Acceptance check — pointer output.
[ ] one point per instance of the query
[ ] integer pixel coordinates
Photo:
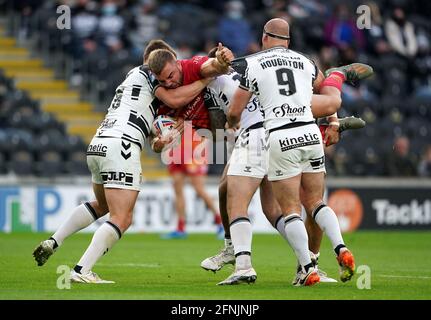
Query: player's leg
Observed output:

GIVEN REQUEST - Reproduce the listing above line for line, without the picture.

RESPONSE TO THIS EXERCISE -
Acceptance check — pointer output.
[ ] one point per instance of the query
[ ] integer pixel coordinates
Photo:
Query: player's leg
Observed output:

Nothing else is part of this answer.